== Testo fornito ==

Il videomaking è parte fondamentale della nostra attività come agenzia creativa, in linea con la nostra passione per il cinema, a cui vogliamo dedicare sempre più spazio nel nostro blog.
Oggi parliamo del piano sequenza, tecnica cinematografica che consiste nel filmare una sequenza narrativa piuttosto lunga in una sola ripresa, senza stacchi di montaggio. 
Questa tecnica favorisce una maggiore immersività da parte dello spettatore, che – senza gli artifici del montaggio – può percepire la scena come se stesse avvenendo davanti ai suoi occhi.

Il piano sequenza è recentemente salito alle cronache grazie al film 1917 di Sam Mendez, che quest’anno è stato candidato a 10 premi Oscar, tra cui Miglior regia e Miglior film.
Il regista ha utilizzato questa tecnica allo scopo di catapultare lo spettatore al centro dell’azione, costituita dagli scontri della Prima Guerra Mondiale.

Piano sequenza: vero o falso?

Il punto forte del piano sequenza sta proprio nel fatto di dare allo spettatore un maggior senso di realismo.
La difficoltà maggiore, sia per i registi che per gli interpreti, sta nel fatto di dover girare una sequenza (o un intero film) senza poter mai staccare la cinepresa. 
Per questo motivo, nella maggior parte dei casi, si tratta di “finti” piani sequenza, con stacchi abilmente mascherati dai registi.
Non vorremmo deludervi, ma questo è anche il caso di 1917, realizzato con un sapiente lavoro di post-produzione.
Il primo regista ad utilizzare quest’escamotage era stato Alfred Hitchcock con Nodo Alla Gola (1948), che presentava una storia raccontata in dieci scene realizzate in piano sequenza, della durata di 10 minuti ciascuna.
Perché dieci minuti, vi chiederete?
Perché era questa la lunghezza massima di pellicola che un rullo poteva contenere.
Questo limite tecnico porta quindi alla nascita del primo “finto” piano sequenza: Hitchcock aveva infatti collegato abilmente fra loro le varie scene con stacchi di montaggio, abilmente mascherati sfruttando le superfici scure che passavano davanti alla cinepresa, dalle schiene dei personaggi a pareti e armadi.

===

• _Esercizi_
A. Rispondi alle seguenti domande sul testo dedicato al piano sequenza.
(i) A quanti premi Oscar è stato candidato il film 1917?
(ii) In quale anno è uscito Nodo Alla Gola di Alfred Hitchcock?
(iii) Perché le scene di quel film duravano dieci minuti ciascuna?
B. Trascrivi il brano del testo sul piano sequenza compreso tra "Piano sequenza: vero" e "minuti, vi chiederete?", estremi inclusi.
L'elenco che segue non ha alcun ruolo in questo lavoro.

== Materiale fornito ==

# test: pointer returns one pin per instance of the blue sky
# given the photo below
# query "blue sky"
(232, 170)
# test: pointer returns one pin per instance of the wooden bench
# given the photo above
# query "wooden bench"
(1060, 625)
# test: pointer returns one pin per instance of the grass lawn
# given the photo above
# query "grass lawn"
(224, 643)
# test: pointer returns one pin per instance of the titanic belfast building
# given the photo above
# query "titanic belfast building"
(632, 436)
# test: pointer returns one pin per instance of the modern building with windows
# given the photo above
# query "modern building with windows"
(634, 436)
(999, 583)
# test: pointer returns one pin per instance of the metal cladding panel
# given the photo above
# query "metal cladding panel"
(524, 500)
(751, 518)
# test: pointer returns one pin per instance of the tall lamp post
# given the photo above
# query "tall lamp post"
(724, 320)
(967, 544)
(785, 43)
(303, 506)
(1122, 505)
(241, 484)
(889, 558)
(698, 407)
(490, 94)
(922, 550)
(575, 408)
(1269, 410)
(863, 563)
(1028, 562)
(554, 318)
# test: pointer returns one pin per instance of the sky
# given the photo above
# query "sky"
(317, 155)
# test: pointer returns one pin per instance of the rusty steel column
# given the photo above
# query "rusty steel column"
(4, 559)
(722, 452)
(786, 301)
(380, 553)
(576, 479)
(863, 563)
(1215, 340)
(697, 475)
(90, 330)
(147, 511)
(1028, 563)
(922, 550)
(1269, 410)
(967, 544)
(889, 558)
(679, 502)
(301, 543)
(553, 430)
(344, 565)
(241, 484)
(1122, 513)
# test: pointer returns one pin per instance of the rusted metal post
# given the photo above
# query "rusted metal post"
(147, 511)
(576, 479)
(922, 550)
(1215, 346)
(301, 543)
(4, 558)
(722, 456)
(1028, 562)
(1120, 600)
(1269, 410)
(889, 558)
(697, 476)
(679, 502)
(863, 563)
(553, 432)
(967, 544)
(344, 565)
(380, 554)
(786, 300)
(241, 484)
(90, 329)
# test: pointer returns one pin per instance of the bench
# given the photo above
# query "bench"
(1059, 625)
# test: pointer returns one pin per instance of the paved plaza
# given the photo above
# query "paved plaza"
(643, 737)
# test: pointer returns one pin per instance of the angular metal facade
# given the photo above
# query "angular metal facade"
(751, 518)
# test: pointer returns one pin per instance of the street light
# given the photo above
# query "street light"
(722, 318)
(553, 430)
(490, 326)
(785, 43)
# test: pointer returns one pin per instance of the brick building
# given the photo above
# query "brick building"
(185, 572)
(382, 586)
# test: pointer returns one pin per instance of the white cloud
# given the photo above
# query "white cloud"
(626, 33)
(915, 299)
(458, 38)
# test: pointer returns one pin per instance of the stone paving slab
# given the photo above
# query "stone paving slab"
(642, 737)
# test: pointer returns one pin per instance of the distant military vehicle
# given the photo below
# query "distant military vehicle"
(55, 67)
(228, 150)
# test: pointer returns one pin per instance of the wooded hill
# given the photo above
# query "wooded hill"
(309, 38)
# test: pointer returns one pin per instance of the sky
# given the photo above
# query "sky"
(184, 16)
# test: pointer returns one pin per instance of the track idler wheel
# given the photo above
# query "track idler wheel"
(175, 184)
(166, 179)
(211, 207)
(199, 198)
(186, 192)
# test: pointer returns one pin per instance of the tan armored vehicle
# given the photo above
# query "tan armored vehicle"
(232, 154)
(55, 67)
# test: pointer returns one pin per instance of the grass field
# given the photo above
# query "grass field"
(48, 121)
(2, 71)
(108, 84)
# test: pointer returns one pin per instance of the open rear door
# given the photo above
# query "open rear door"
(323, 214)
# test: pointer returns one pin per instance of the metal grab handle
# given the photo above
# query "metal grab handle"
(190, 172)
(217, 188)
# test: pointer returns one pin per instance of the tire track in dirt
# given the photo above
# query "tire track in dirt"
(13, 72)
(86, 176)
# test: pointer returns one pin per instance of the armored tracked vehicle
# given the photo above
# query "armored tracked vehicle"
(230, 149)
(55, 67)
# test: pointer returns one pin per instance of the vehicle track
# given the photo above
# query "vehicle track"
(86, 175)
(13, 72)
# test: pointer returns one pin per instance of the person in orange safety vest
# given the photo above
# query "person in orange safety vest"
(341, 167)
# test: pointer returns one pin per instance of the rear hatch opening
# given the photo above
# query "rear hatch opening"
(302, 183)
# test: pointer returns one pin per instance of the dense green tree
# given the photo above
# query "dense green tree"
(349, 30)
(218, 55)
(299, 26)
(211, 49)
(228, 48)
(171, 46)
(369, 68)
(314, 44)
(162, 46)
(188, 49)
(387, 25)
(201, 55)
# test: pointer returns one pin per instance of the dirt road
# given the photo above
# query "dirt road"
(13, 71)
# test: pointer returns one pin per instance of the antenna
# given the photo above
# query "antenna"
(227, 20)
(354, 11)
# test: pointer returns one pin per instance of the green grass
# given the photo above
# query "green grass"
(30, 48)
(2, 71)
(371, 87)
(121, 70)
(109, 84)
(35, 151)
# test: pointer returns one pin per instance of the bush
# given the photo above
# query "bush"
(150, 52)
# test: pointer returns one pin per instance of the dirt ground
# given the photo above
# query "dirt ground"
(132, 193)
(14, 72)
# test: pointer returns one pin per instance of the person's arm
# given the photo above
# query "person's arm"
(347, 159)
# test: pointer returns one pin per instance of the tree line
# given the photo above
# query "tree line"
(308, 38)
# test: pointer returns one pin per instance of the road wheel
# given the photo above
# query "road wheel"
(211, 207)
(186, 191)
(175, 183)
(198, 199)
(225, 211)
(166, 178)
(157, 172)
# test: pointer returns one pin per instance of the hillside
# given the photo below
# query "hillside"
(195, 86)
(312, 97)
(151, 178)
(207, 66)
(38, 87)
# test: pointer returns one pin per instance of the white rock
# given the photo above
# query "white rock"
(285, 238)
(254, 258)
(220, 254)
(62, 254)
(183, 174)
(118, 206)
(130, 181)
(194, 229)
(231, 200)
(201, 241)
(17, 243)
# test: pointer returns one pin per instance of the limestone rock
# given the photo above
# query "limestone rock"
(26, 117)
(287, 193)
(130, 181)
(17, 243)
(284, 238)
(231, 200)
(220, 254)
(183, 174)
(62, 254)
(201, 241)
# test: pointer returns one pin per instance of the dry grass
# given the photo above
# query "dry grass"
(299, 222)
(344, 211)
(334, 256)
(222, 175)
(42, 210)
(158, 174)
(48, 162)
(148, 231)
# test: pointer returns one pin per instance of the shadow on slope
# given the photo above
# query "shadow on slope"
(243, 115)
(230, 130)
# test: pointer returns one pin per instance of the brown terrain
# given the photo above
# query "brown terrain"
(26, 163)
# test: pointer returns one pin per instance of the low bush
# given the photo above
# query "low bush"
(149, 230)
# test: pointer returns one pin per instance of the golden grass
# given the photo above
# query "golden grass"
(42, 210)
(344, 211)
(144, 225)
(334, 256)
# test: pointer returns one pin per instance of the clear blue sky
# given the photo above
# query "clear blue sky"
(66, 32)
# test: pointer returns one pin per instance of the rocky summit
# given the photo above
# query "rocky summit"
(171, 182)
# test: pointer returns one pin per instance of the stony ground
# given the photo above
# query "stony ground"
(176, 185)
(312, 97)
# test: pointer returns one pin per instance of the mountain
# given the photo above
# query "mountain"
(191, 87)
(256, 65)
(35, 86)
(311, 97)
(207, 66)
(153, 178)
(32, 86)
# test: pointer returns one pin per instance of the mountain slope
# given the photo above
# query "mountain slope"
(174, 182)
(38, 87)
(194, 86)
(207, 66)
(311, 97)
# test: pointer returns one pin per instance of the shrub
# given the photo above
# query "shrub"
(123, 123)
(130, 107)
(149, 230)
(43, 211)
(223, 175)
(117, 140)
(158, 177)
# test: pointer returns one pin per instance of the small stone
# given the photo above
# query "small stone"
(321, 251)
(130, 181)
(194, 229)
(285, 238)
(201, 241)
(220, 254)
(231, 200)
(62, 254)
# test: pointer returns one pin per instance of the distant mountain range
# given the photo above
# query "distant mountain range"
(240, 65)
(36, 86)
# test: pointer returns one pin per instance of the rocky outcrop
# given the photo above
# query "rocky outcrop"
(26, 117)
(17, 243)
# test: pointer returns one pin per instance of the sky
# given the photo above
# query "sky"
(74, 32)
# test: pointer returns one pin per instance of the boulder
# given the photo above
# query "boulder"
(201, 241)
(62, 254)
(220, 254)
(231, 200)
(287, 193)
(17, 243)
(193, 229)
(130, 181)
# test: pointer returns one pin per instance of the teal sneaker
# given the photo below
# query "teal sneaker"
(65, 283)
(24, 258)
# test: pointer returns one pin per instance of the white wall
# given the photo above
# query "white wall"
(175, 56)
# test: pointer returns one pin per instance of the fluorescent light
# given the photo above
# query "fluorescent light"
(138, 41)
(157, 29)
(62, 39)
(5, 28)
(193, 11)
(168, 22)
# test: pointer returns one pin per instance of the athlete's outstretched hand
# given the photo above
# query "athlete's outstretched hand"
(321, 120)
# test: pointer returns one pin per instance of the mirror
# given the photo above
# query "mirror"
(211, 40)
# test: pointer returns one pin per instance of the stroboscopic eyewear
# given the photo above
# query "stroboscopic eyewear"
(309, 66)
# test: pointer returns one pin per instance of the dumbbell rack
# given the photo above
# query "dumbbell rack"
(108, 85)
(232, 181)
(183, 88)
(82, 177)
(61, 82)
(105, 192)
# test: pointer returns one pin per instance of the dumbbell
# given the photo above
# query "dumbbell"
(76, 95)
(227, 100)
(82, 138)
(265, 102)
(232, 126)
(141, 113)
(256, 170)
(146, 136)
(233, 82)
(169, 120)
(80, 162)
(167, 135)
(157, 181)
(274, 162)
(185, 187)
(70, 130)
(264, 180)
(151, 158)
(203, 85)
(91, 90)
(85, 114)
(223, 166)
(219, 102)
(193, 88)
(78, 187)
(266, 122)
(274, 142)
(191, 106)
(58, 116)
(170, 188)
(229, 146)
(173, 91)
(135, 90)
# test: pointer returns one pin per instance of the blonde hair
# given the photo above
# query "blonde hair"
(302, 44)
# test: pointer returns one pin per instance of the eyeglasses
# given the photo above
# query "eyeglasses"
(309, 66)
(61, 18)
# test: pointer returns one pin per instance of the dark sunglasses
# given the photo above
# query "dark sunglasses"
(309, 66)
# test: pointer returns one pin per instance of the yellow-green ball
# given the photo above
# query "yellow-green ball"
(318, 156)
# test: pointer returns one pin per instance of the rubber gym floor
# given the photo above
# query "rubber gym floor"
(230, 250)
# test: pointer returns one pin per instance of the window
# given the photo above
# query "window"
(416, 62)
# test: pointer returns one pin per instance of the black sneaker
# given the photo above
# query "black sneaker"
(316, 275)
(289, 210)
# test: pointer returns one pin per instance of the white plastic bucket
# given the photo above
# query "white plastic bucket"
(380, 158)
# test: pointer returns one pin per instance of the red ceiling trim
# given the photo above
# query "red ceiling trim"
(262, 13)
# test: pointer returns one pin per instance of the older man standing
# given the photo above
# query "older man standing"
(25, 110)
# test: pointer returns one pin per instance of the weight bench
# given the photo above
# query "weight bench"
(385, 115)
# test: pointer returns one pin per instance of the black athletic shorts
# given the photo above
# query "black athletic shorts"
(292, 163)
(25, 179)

===

• _Soluzioni complete_
A.
(i) Il film 1917 è stato candidato a 10 premi Oscar.
(ii) Nodo Alla Gola è uscito nel 1948.
(iii) Duravano dieci minuti perché era la lunghezza massima di pellicola che un rullo poteva contenere.

B.
Piano sequenza: vero o falso?

Il punto forte del piano sequenza sta proprio nel fatto di dare allo spettatore un maggior senso di realismo.
La difficoltà maggiore, sia per i registi che per gli interpreti, sta nel fatto di dover girare una sequenza (o un intero film) senza poter mai staccare la cinepresa. 
Per questo motivo, nella maggior parte dei casi, si tratta di “finti” piani sequenza, con stacchi abilmente mascherati dai registi.
Non vorremmo deludervi, ma questo è anche il caso di 1917, realizzato con un sapiente lavoro di post-produzione.
Il primo regista ad utilizzare quest’escamotage era stato Alfred Hitchcock con Nodo Alla Gola (1948), che presentava una storia raccontata in dieci scene realizzate in piano sequenza, della durata di 10 minuti ciascuna.
Perché dieci minuti, vi chiederete?